** begin Provided text **

Adopted over brown rice in the second half of the 19th century because it was favored by traders, white rice has led to a beriberi epidemic in Asia.

At various times, starting in the 19th century, brown rice and other grains such as wild rice have been advocated as healthier alternatives. The bran in brown rice contains significant dietary fiber and the germ contains many vitamins and minerals.

Typically, 100 grams of uncooked rice produces around 240 to 260 grams of cooked grains, the difference in weight being due to absorbed cooking water.

Milling rice

Before mechanical milling, rice was milled by a hand pounding technique with large mortar and pestle type devices. Some versions of this improved uniformity of the product, but with mechanical milling much larger quantities were able to be produced. In the late 19th century different machines were produced like the Huller & Sheller Mills (1870) and the Engelberg Milling Machine (1890). By 1955, new machinery had been developed in Japan that had significantly improved the quality and output capacity.

** end Provided text **

**Problems:**
**1.** Quote the rice passage from "Typically, 100 grams" to "and output capacity.".
**2.** Summarize the rice passage in two sentences.
The records that come next are separate material with no connection to the rice passage.

** begin Provided information **

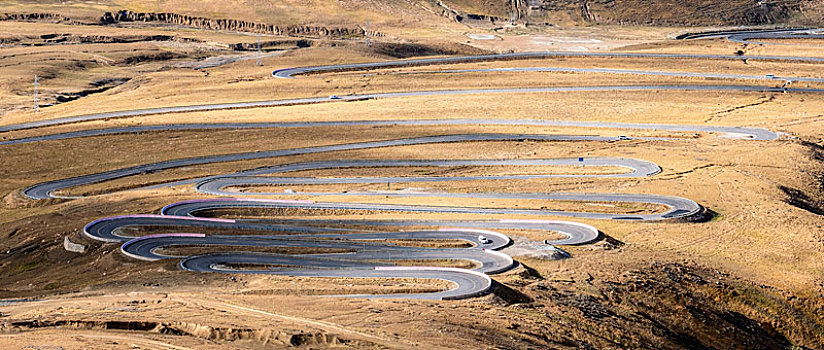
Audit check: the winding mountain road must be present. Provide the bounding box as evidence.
[9,43,824,299]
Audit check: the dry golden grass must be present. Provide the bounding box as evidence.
[0,17,824,348]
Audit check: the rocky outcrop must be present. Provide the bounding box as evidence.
[520,0,821,26]
[63,236,86,253]
[100,10,381,38]
[0,13,75,24]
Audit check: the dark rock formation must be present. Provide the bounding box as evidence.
[100,10,381,38]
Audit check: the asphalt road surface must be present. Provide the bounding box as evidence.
[14,42,824,299]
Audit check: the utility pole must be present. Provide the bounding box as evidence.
[363,18,372,47]
[258,33,263,67]
[34,74,40,112]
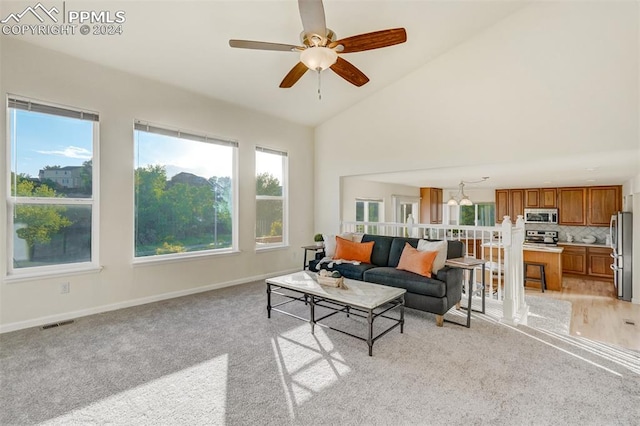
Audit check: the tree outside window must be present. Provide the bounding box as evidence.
[7,97,98,274]
[134,122,237,258]
[255,147,287,247]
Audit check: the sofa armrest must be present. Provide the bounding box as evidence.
[436,266,463,308]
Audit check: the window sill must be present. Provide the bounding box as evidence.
[133,249,240,267]
[3,265,104,284]
[256,244,290,253]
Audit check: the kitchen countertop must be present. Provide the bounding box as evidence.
[558,241,610,248]
[522,243,564,253]
[482,243,564,253]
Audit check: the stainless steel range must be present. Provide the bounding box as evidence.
[524,230,558,246]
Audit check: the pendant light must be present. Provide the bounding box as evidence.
[447,176,489,206]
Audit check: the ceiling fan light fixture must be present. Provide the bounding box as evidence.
[460,195,473,206]
[300,46,338,71]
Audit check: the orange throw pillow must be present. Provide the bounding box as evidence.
[396,243,438,278]
[333,236,374,263]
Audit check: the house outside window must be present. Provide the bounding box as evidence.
[255,147,288,249]
[356,198,383,234]
[134,121,238,259]
[459,203,496,226]
[7,96,99,275]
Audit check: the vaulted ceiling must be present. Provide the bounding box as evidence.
[2,0,526,126]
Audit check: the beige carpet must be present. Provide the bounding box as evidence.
[0,283,640,425]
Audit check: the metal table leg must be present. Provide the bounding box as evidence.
[367,309,373,356]
[309,295,316,334]
[267,283,271,318]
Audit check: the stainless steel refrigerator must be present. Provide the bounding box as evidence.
[609,212,633,302]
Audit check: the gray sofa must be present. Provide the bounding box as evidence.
[309,234,464,327]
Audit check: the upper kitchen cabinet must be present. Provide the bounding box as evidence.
[524,188,540,209]
[496,189,510,225]
[496,189,528,224]
[540,188,558,209]
[420,188,442,225]
[509,189,524,222]
[518,188,558,209]
[587,186,622,226]
[558,188,588,226]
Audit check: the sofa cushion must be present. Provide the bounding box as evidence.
[418,240,449,274]
[320,262,376,281]
[388,237,420,268]
[322,232,360,257]
[364,267,447,297]
[396,243,438,278]
[333,237,375,263]
[362,234,396,266]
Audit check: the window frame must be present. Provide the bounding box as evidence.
[457,201,496,227]
[253,145,289,251]
[354,197,384,234]
[131,119,240,265]
[5,93,101,280]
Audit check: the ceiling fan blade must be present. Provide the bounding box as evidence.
[280,62,309,89]
[298,0,327,37]
[331,56,369,87]
[327,28,407,53]
[229,40,304,52]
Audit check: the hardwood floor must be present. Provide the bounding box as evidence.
[526,277,640,351]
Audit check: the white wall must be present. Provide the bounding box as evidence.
[315,2,639,233]
[0,38,314,331]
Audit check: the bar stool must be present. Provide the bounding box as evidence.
[522,262,547,293]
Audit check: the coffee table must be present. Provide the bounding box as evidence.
[265,271,406,356]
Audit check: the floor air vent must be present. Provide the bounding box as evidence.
[42,320,73,330]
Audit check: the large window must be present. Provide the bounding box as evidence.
[256,147,287,248]
[7,97,99,274]
[356,198,382,234]
[135,122,238,258]
[460,203,496,226]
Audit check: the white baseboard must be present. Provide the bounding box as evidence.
[0,269,300,334]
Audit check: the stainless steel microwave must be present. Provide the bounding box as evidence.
[524,209,558,224]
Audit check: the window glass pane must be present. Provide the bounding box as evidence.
[478,203,496,226]
[367,201,380,222]
[256,200,283,244]
[256,149,286,246]
[460,205,476,226]
[13,204,92,269]
[9,108,94,198]
[135,130,236,257]
[356,201,364,222]
[7,98,98,273]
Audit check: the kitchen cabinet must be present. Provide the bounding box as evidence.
[509,189,524,222]
[587,186,622,226]
[558,188,587,226]
[540,188,558,209]
[420,188,443,225]
[482,243,566,291]
[524,189,540,209]
[496,189,525,225]
[496,189,510,225]
[524,188,558,209]
[562,246,587,275]
[587,247,613,280]
[561,244,613,281]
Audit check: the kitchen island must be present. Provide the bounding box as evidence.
[482,243,564,291]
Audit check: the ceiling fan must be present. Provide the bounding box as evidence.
[229,0,407,88]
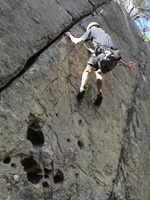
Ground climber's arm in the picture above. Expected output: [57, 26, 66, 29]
[66, 32, 83, 44]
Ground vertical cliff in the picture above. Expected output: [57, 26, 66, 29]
[0, 0, 150, 200]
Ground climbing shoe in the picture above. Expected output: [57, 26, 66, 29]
[94, 92, 103, 107]
[77, 86, 85, 101]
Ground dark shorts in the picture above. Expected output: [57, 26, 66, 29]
[87, 53, 117, 74]
[87, 54, 105, 71]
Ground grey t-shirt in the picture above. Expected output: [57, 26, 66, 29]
[82, 27, 114, 48]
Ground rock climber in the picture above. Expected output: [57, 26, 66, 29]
[66, 22, 119, 106]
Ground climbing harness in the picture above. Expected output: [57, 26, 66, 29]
[117, 59, 135, 71]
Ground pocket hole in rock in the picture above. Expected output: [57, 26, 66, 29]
[44, 168, 52, 174]
[27, 173, 43, 185]
[78, 140, 84, 150]
[27, 125, 44, 147]
[43, 182, 49, 188]
[54, 169, 64, 184]
[21, 156, 43, 185]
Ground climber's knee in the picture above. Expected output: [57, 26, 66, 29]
[95, 69, 103, 80]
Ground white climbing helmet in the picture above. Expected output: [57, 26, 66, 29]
[86, 22, 100, 31]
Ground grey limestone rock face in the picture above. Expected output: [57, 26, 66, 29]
[0, 0, 150, 200]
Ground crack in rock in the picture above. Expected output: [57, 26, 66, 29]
[0, 0, 111, 93]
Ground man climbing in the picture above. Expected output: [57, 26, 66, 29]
[66, 22, 116, 106]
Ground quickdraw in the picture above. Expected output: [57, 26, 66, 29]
[117, 59, 135, 71]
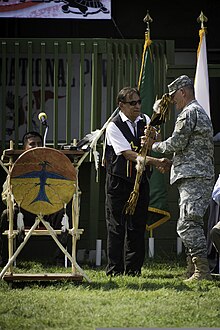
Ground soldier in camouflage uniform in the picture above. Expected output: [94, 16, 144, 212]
[152, 75, 214, 281]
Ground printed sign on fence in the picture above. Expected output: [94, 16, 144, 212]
[0, 0, 111, 19]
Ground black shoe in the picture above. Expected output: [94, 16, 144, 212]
[106, 270, 123, 277]
[18, 230, 25, 244]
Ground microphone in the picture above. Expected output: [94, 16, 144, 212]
[38, 112, 48, 126]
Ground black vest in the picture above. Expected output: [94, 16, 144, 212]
[105, 114, 150, 183]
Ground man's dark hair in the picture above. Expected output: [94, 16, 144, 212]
[22, 131, 43, 146]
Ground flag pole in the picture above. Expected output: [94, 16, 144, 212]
[138, 10, 153, 89]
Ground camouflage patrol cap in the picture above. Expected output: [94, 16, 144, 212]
[168, 75, 193, 95]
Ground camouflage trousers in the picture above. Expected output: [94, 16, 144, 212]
[177, 178, 214, 258]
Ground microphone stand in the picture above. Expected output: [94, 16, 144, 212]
[43, 124, 49, 147]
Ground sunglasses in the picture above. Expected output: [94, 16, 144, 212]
[122, 99, 141, 107]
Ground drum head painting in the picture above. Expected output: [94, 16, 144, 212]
[10, 147, 76, 215]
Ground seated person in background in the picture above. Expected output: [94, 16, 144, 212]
[0, 131, 70, 266]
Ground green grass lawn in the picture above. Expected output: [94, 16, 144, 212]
[0, 260, 220, 330]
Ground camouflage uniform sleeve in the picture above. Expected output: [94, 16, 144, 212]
[152, 108, 197, 153]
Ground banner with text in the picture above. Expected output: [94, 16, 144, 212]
[0, 0, 111, 19]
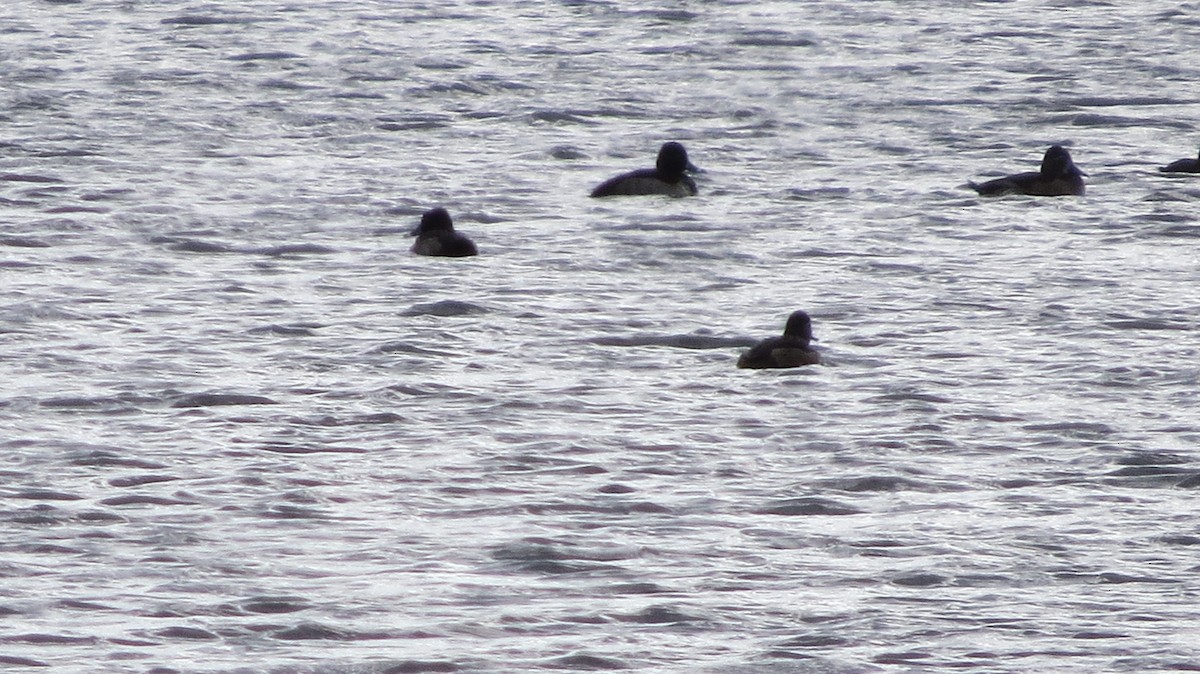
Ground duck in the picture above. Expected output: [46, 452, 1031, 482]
[592, 140, 697, 197]
[967, 145, 1086, 197]
[409, 206, 479, 258]
[738, 311, 821, 369]
[1158, 146, 1200, 173]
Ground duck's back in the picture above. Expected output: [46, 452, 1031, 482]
[413, 231, 479, 258]
[738, 336, 821, 369]
[592, 169, 696, 197]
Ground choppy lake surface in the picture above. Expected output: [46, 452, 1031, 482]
[0, 0, 1200, 674]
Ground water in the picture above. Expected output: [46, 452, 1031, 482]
[0, 0, 1200, 674]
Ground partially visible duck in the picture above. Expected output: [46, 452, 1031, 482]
[592, 140, 696, 197]
[409, 207, 479, 258]
[1158, 146, 1200, 173]
[967, 145, 1085, 197]
[738, 312, 821, 369]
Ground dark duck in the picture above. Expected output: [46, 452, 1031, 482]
[592, 142, 696, 197]
[738, 312, 821, 369]
[409, 207, 479, 258]
[967, 145, 1084, 197]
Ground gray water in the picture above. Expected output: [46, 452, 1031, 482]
[0, 0, 1200, 674]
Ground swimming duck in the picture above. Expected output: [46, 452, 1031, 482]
[409, 207, 479, 258]
[1158, 146, 1200, 173]
[738, 312, 821, 369]
[967, 145, 1085, 197]
[592, 140, 696, 197]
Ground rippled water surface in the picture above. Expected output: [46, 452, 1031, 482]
[0, 0, 1200, 674]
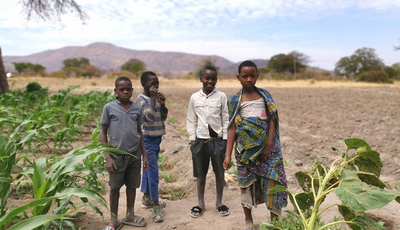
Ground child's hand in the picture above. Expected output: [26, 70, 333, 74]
[149, 86, 158, 98]
[106, 157, 117, 174]
[157, 92, 165, 105]
[222, 156, 232, 170]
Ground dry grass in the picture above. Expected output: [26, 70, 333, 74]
[8, 77, 400, 93]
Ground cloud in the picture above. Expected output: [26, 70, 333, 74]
[0, 0, 400, 68]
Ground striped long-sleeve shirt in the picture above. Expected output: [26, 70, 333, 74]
[136, 94, 168, 137]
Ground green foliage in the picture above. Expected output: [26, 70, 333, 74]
[267, 51, 309, 74]
[357, 70, 393, 83]
[383, 66, 396, 79]
[12, 62, 46, 75]
[391, 62, 400, 80]
[261, 139, 400, 230]
[335, 47, 385, 77]
[121, 58, 146, 76]
[0, 86, 117, 229]
[26, 82, 42, 92]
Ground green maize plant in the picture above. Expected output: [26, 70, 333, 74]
[0, 118, 51, 228]
[15, 144, 125, 229]
[261, 138, 400, 230]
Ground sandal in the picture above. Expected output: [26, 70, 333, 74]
[243, 223, 256, 230]
[190, 206, 206, 218]
[153, 206, 164, 223]
[103, 222, 122, 230]
[142, 199, 167, 209]
[217, 205, 230, 217]
[121, 216, 147, 227]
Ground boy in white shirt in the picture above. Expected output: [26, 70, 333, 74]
[187, 66, 229, 218]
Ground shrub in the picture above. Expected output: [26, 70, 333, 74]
[107, 70, 139, 79]
[260, 138, 400, 230]
[358, 70, 393, 83]
[26, 82, 42, 92]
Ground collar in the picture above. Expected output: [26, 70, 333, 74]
[200, 87, 218, 97]
[115, 97, 133, 105]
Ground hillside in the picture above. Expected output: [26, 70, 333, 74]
[3, 42, 268, 73]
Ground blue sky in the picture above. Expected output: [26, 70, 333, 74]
[0, 0, 400, 70]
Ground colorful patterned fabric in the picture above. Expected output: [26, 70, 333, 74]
[228, 88, 287, 214]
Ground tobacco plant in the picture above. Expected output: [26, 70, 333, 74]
[261, 139, 400, 230]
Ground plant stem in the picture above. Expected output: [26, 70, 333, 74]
[318, 221, 356, 230]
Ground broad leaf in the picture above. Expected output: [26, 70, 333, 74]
[354, 146, 383, 177]
[335, 170, 399, 213]
[338, 205, 386, 230]
[344, 138, 371, 150]
[289, 192, 314, 212]
[294, 171, 312, 192]
[357, 172, 386, 188]
[7, 214, 65, 230]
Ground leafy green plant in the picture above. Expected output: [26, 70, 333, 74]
[261, 139, 400, 230]
[26, 82, 42, 92]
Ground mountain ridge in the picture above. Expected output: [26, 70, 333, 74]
[3, 42, 268, 73]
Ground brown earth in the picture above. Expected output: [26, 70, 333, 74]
[9, 78, 400, 230]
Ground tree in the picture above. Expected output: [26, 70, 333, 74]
[0, 47, 10, 94]
[12, 62, 28, 74]
[20, 0, 88, 23]
[12, 62, 46, 75]
[61, 57, 100, 77]
[267, 51, 310, 74]
[63, 57, 90, 68]
[392, 62, 400, 79]
[0, 0, 88, 94]
[196, 57, 219, 77]
[121, 58, 146, 76]
[335, 47, 385, 77]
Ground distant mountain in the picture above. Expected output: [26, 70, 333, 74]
[3, 42, 268, 73]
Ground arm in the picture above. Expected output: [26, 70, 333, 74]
[223, 123, 236, 170]
[186, 96, 197, 144]
[157, 92, 168, 121]
[221, 94, 230, 140]
[100, 124, 117, 173]
[137, 125, 149, 172]
[260, 111, 276, 160]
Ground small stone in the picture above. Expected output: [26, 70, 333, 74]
[294, 160, 303, 166]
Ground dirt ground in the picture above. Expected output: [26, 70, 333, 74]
[9, 79, 400, 230]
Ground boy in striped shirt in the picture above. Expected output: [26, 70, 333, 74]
[136, 71, 168, 223]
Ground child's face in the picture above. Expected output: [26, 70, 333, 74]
[237, 66, 258, 89]
[200, 69, 218, 94]
[114, 81, 133, 102]
[143, 75, 160, 93]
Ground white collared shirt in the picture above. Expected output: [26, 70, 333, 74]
[187, 88, 229, 140]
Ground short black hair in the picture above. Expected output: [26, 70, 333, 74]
[200, 65, 218, 78]
[238, 60, 258, 74]
[115, 76, 132, 88]
[140, 71, 157, 85]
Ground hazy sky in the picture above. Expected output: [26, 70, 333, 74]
[0, 0, 400, 70]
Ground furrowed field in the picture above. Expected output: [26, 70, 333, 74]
[0, 77, 400, 230]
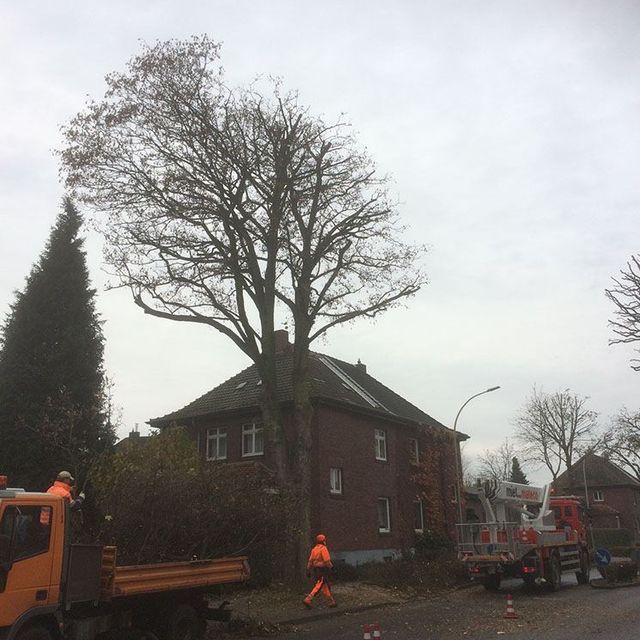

** end Provided information **

**Answers in order:**
**1.**
Typically, 100 grams of uncooked rice produces around 240 to 260 grams of cooked grains, the difference in weight being due to absorbed cooking water.

Milling rice

Before mechanical milling, rice was milled by a hand pounding technique with large mortar and pestle type devices. Some versions of this improved uniformity of the product, but with mechanical milling much larger quantities were able to be produced. In the late 19th century different machines were produced like the Huller & Sheller Mills (1870) and the Engelberg Milling Machine (1890). By 1955, new machinery had been developed in Japan that had significantly improved the quality and output capacity.

**2.** White rice was adopted over brown rice in the second half of the 19th century because traders favored it, and it has led to a beriberi epidemic in Asia. Brown rice, whose bran and germ supply fiber, vitamins and minerals, has been promoted as a healthier alternative, while milling shifted from hand pounding to machines that, by 1955 in Japan, had greatly improved quality and output.